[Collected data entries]

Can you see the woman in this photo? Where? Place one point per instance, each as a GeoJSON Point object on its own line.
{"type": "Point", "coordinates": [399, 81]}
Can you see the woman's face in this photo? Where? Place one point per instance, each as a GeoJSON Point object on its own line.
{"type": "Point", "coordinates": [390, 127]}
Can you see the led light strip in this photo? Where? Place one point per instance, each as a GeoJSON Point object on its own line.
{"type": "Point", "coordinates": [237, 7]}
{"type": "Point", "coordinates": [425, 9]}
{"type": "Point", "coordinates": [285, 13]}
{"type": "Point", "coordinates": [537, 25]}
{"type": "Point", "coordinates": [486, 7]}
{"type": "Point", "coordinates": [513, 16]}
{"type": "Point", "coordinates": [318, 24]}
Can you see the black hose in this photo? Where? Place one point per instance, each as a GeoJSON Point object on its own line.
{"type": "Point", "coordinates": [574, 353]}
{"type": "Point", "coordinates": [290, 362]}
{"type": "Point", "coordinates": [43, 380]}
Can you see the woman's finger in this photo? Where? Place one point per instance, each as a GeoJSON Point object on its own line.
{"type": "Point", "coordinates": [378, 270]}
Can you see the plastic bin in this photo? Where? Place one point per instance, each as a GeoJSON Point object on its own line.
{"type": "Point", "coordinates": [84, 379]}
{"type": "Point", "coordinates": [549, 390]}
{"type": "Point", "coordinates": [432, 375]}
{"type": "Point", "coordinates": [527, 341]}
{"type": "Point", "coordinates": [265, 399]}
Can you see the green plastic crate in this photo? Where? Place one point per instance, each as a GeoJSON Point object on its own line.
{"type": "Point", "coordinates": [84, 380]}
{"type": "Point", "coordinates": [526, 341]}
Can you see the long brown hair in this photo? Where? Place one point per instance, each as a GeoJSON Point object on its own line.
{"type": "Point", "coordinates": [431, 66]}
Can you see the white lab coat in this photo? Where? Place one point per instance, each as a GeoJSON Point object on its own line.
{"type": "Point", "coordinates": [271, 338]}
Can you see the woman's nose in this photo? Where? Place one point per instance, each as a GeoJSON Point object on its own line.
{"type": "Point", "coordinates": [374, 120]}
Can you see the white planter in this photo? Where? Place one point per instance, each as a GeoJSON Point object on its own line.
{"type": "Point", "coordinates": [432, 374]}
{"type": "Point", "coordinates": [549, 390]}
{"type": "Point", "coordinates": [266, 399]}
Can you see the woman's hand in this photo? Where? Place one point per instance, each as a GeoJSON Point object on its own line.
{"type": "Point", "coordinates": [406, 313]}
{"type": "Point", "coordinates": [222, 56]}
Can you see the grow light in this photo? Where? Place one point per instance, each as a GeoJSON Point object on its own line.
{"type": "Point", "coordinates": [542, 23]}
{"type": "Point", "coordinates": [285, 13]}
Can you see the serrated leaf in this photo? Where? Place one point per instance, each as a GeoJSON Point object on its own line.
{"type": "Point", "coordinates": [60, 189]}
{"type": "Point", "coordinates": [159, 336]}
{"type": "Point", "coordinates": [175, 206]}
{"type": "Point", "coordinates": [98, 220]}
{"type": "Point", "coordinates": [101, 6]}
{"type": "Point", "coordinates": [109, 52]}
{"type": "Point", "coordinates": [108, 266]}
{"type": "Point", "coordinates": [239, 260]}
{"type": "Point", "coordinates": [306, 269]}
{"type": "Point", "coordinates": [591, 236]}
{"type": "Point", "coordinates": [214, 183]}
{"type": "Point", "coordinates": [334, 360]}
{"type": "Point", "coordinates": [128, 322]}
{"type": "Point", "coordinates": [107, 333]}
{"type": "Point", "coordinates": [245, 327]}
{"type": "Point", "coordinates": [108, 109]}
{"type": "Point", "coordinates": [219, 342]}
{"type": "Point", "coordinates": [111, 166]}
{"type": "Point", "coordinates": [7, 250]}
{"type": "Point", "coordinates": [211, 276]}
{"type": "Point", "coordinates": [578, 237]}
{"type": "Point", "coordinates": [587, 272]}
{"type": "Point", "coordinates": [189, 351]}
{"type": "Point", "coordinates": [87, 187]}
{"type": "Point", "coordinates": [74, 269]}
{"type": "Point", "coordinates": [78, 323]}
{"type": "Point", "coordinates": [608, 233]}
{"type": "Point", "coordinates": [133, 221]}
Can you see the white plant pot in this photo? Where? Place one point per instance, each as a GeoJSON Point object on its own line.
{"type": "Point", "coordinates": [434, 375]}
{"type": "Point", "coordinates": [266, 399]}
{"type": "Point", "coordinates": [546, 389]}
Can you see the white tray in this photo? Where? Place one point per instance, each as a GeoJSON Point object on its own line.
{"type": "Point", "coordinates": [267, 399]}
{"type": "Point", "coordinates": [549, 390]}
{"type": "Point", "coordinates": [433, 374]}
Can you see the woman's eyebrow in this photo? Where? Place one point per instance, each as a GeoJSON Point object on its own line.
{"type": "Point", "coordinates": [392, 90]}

Goal of the exercise: The answer must be a word-for-word reproduction of every record above.

Result for this task:
Can you see the woman in this photo? Where? Place one point per instance, each as a GeoJSON Point object on its own line.
{"type": "Point", "coordinates": [399, 81]}
Can you see the woman's face in this photo? Where? Place one point per instance, each as a GeoJSON Point object on its own line.
{"type": "Point", "coordinates": [390, 127]}
Can you see the led light strip in this photo? Where? Place one point per instance, each as a GeoJSON Point object on its own line.
{"type": "Point", "coordinates": [237, 7]}
{"type": "Point", "coordinates": [425, 9]}
{"type": "Point", "coordinates": [285, 13]}
{"type": "Point", "coordinates": [537, 25]}
{"type": "Point", "coordinates": [486, 7]}
{"type": "Point", "coordinates": [513, 16]}
{"type": "Point", "coordinates": [318, 24]}
Can you see the black hose in this photo? Where? Place one point per instance, each as a GeoJSON Point object on its own line.
{"type": "Point", "coordinates": [574, 353]}
{"type": "Point", "coordinates": [290, 362]}
{"type": "Point", "coordinates": [43, 380]}
Can you see the woman's finger in this photo? Where? Place one point per instance, each as a GeoJSON Point object on its own line.
{"type": "Point", "coordinates": [378, 270]}
Can you see the plastic bin in this photo? Where? Place one point per instance, each as a GeoJSON Point object on its own line.
{"type": "Point", "coordinates": [84, 379]}
{"type": "Point", "coordinates": [549, 390]}
{"type": "Point", "coordinates": [432, 375]}
{"type": "Point", "coordinates": [527, 341]}
{"type": "Point", "coordinates": [265, 399]}
Can you see the green plastic crate in this photo? Where? Place one point per instance, each as a GeoJSON Point object on its own line.
{"type": "Point", "coordinates": [84, 380]}
{"type": "Point", "coordinates": [526, 341]}
Can you see the long brown hair in this photo? Where? Place one point per instance, each as a GeoJSON Point object on its own line.
{"type": "Point", "coordinates": [431, 66]}
Can you see the white lab coat in this photo? Where? Place one point per instance, each as a GeoJSON Point object on its own line.
{"type": "Point", "coordinates": [271, 338]}
Can you see the woman's nose in this photo? Where? Place one point per instance, each as a GeoJSON Point object on its own line.
{"type": "Point", "coordinates": [374, 120]}
Can you see the white planter in this photo? Where? Place one point per instance, each as a GeoJSON Point object on its own line.
{"type": "Point", "coordinates": [432, 374]}
{"type": "Point", "coordinates": [549, 390]}
{"type": "Point", "coordinates": [266, 399]}
Can you see the woman's hand in this photo? Where? Place one point per instance, each as a GeoJSON Point object on its own line.
{"type": "Point", "coordinates": [406, 313]}
{"type": "Point", "coordinates": [222, 56]}
Can you see the grow light in this photo? Where? Place one point per instance, each as a GeoJSON Point object on its own line.
{"type": "Point", "coordinates": [542, 23]}
{"type": "Point", "coordinates": [285, 13]}
Can you see the serrated leaf in this photo? Where? Place one point per instance, each as a GeoJSON Point object on its own line.
{"type": "Point", "coordinates": [60, 189]}
{"type": "Point", "coordinates": [159, 336]}
{"type": "Point", "coordinates": [175, 206]}
{"type": "Point", "coordinates": [98, 220]}
{"type": "Point", "coordinates": [101, 6]}
{"type": "Point", "coordinates": [109, 52]}
{"type": "Point", "coordinates": [108, 266]}
{"type": "Point", "coordinates": [239, 260]}
{"type": "Point", "coordinates": [306, 269]}
{"type": "Point", "coordinates": [591, 236]}
{"type": "Point", "coordinates": [214, 183]}
{"type": "Point", "coordinates": [334, 360]}
{"type": "Point", "coordinates": [128, 322]}
{"type": "Point", "coordinates": [107, 333]}
{"type": "Point", "coordinates": [245, 327]}
{"type": "Point", "coordinates": [108, 109]}
{"type": "Point", "coordinates": [219, 342]}
{"type": "Point", "coordinates": [111, 166]}
{"type": "Point", "coordinates": [7, 250]}
{"type": "Point", "coordinates": [211, 276]}
{"type": "Point", "coordinates": [578, 237]}
{"type": "Point", "coordinates": [587, 272]}
{"type": "Point", "coordinates": [189, 351]}
{"type": "Point", "coordinates": [87, 187]}
{"type": "Point", "coordinates": [74, 269]}
{"type": "Point", "coordinates": [78, 323]}
{"type": "Point", "coordinates": [608, 233]}
{"type": "Point", "coordinates": [133, 221]}
Can you see the white plant pot in this photo? Where? Place one point per instance, each as a GeoJSON Point object on its own line.
{"type": "Point", "coordinates": [434, 375]}
{"type": "Point", "coordinates": [266, 399]}
{"type": "Point", "coordinates": [546, 389]}
Can you see the white tray in this photo? Where? Place one point per instance, each as a GeoJSON Point object on its own line.
{"type": "Point", "coordinates": [267, 399]}
{"type": "Point", "coordinates": [549, 390]}
{"type": "Point", "coordinates": [433, 374]}
Can you see the woman's eyebrow in this photo? Where? Place one point per instance, each as a GeoJSON Point object on its own line.
{"type": "Point", "coordinates": [392, 90]}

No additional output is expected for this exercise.